======== DATASET ENTRIES
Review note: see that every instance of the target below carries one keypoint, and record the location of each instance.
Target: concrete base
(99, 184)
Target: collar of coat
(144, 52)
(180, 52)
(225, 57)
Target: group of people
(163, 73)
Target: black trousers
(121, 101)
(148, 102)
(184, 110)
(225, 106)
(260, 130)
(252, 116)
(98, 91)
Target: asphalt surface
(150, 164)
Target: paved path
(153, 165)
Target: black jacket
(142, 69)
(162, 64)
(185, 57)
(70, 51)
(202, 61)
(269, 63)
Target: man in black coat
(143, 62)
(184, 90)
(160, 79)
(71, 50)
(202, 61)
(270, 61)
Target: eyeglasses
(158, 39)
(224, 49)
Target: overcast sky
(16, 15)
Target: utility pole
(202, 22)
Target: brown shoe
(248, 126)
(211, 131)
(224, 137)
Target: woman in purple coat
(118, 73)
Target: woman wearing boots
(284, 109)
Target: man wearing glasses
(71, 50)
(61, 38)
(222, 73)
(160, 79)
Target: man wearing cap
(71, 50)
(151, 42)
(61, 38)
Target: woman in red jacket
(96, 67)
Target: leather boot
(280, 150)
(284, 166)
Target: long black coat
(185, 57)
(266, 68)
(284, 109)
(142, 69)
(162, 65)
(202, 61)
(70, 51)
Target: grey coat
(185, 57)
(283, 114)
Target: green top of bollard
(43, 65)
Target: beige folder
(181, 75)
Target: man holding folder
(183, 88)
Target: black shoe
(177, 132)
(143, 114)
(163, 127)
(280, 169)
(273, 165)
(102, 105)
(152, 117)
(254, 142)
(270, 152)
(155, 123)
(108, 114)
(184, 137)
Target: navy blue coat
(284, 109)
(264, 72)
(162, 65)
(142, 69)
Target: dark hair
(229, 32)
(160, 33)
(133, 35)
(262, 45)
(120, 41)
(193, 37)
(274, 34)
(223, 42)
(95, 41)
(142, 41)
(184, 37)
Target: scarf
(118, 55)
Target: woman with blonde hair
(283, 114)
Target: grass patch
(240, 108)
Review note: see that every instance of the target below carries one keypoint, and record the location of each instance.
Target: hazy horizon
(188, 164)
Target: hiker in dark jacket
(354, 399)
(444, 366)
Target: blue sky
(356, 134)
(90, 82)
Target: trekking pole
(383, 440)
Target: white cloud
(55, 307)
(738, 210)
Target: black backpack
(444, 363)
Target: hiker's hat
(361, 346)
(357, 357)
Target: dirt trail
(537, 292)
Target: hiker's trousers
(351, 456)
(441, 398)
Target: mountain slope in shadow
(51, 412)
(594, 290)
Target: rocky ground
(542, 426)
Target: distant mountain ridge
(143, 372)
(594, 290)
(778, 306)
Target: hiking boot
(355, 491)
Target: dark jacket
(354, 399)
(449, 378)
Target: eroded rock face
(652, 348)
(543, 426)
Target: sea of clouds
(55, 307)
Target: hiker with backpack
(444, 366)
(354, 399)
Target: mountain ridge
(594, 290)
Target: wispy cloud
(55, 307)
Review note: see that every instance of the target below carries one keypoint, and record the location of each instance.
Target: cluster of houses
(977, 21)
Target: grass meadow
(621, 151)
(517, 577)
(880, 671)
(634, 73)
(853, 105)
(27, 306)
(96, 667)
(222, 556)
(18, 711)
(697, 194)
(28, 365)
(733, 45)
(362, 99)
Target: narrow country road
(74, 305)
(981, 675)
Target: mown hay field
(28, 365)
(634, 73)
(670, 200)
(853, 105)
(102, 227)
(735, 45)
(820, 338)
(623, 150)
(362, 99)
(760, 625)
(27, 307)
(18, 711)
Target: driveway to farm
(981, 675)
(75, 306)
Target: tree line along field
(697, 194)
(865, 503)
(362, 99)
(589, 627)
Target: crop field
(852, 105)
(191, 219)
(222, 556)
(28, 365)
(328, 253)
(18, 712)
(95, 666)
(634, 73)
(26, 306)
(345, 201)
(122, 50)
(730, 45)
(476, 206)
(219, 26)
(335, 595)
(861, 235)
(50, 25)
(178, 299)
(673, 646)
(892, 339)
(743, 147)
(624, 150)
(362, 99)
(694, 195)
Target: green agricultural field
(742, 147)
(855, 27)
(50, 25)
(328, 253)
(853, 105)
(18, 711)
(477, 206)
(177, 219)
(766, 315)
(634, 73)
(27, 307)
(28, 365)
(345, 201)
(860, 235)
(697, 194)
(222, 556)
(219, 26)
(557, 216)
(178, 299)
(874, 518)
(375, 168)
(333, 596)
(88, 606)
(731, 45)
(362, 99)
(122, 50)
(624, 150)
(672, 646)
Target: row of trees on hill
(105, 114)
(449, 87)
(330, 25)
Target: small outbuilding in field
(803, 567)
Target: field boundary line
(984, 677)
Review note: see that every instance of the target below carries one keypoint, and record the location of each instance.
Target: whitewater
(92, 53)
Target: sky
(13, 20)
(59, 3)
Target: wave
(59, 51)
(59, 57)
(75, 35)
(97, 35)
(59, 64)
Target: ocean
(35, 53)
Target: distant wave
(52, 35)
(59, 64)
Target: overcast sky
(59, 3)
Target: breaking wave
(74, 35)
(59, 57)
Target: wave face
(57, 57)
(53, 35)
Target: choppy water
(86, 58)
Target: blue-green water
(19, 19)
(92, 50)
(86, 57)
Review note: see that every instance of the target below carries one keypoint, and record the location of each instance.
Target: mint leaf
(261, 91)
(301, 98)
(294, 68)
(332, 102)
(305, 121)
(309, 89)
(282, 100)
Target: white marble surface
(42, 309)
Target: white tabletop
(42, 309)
================
■ **WHAT YOU WILL DO**
Set down each record verbatim.

■ **RESULT OF THE TASK**
Review note: see that every instance of the target below carries one keypoint, and record the location of each instance.
Target: concrete base
(99, 184)
Target: collar of coat
(144, 52)
(180, 52)
(225, 57)
Target: group of people
(163, 73)
Target: black trousers
(121, 101)
(148, 102)
(184, 110)
(225, 106)
(260, 130)
(252, 116)
(98, 91)
Target: asphalt surface
(150, 164)
Target: paved path
(153, 165)
Target: black jacket
(142, 69)
(162, 64)
(185, 57)
(70, 51)
(202, 61)
(269, 63)
Target: man in black coat
(143, 62)
(184, 90)
(160, 79)
(71, 50)
(202, 61)
(270, 61)
Target: eyeglasses
(158, 39)
(224, 49)
Target: overcast sky
(16, 15)
Target: utility pole
(202, 22)
Target: brown shoe
(248, 126)
(211, 131)
(224, 137)
Target: woman in purple coat
(118, 73)
Target: woman wearing boots
(284, 109)
Target: man wearing glasses
(71, 50)
(61, 38)
(222, 73)
(160, 79)
Target: man wearing cap
(71, 50)
(151, 42)
(61, 38)
Target: woman in red jacket
(96, 67)
Target: leather boot
(280, 150)
(284, 166)
Target: long black coat
(185, 57)
(266, 68)
(284, 109)
(142, 69)
(162, 65)
(202, 61)
(70, 51)
Target: grey coat
(185, 57)
(283, 114)
Target: green top of bollard
(43, 65)
Target: beige folder
(181, 75)
Target: man holding folder
(183, 88)
Target: black shoe
(177, 132)
(143, 114)
(163, 127)
(280, 169)
(273, 165)
(102, 105)
(152, 117)
(254, 142)
(270, 152)
(155, 123)
(108, 114)
(184, 137)
Target: navy blue coat
(284, 109)
(264, 72)
(162, 65)
(142, 69)
Target: dark hair
(229, 32)
(160, 33)
(133, 35)
(262, 45)
(120, 41)
(193, 37)
(274, 34)
(223, 42)
(95, 41)
(142, 41)
(184, 37)
Target: scarf
(118, 55)
Target: woman with blonde hair
(283, 114)
Target: grass patch
(240, 108)
Review note: see that every instance of the target below carries one keypoint, and record the location of each instance.
Target: hazy horizon
(188, 164)
Target: hiker in dark jacket
(354, 399)
(444, 366)
Target: blue sky
(356, 134)
(90, 82)
Target: trekking pole
(383, 440)
Target: white cloud
(55, 307)
(738, 210)
Target: black backpack
(444, 363)
Target: hiker's hat
(361, 346)
(357, 357)
Target: dirt trail
(537, 292)
Target: hiker's trousers
(351, 456)
(441, 398)
Target: mountain slope in shadow
(51, 412)
(594, 290)
Target: rocky ground
(542, 426)
Target: distant mountain ridge
(143, 372)
(594, 290)
(778, 306)
Target: hiking boot
(355, 491)
Target: dark jacket
(354, 399)
(449, 378)
Target: eroded rock face
(652, 348)
(543, 426)
Target: sea of clouds
(55, 307)
Target: hiker with backpack
(444, 366)
(354, 399)
Target: mountain ridge
(594, 290)
Target: wispy cloud
(55, 307)
Review note: see that every instance of the target below carries one keypoint, and record the location of each instance.
Target: cluster of houses
(977, 21)
Target: grass meadow
(621, 151)
(517, 577)
(880, 671)
(634, 73)
(853, 105)
(27, 306)
(96, 667)
(222, 556)
(18, 711)
(697, 194)
(28, 365)
(733, 45)
(362, 99)
Target: narrow country road
(74, 305)
(981, 675)
Target: mown hay field
(28, 365)
(634, 73)
(670, 200)
(853, 105)
(102, 227)
(735, 45)
(820, 338)
(623, 150)
(362, 99)
(760, 625)
(27, 307)
(18, 711)
Target: driveway to farm
(981, 675)
(75, 306)
Target: tree line along field
(697, 194)
(865, 503)
(362, 99)
(589, 627)
Target: crop field
(852, 105)
(191, 219)
(222, 556)
(28, 365)
(328, 253)
(18, 712)
(95, 666)
(634, 73)
(26, 306)
(345, 201)
(122, 50)
(730, 45)
(476, 206)
(219, 26)
(335, 595)
(861, 235)
(50, 25)
(178, 299)
(673, 646)
(892, 339)
(743, 147)
(624, 150)
(362, 99)
(694, 195)
Target: green agricultural field
(742, 147)
(855, 27)
(50, 25)
(328, 253)
(853, 105)
(18, 711)
(477, 206)
(177, 219)
(766, 315)
(634, 73)
(27, 307)
(28, 365)
(345, 201)
(860, 235)
(697, 194)
(222, 556)
(219, 26)
(557, 216)
(178, 299)
(874, 518)
(375, 168)
(333, 596)
(88, 606)
(731, 45)
(362, 99)
(122, 50)
(624, 150)
(672, 646)
Target: row of trees on hill
(105, 114)
(449, 87)
(330, 25)
Target: small outbuilding in field
(803, 567)
Target: field boundary line
(984, 677)
Review note: see that every instance of the target below carries one keypoint, and record the location of each instance.
Target: whitewater
(92, 53)
Target: sky
(13, 20)
(59, 3)
Target: wave
(59, 51)
(59, 57)
(75, 35)
(97, 35)
(59, 64)
Target: ocean
(35, 53)
Target: distant wave
(52, 35)
(59, 64)
Target: overcast sky
(59, 3)
Target: breaking wave
(74, 35)
(59, 57)
Target: wave face
(57, 57)
(53, 35)
Target: choppy water
(86, 58)
Target: blue-green water
(19, 19)
(92, 50)
(86, 57)
Review note: see that every instance of the target below carries one keypoint, and record the location of each instance.
Target: mint leaf
(261, 91)
(301, 98)
(294, 68)
(332, 102)
(305, 121)
(309, 89)
(282, 100)
Target: white marble surface
(42, 309)
Target: white tabletop
(42, 309)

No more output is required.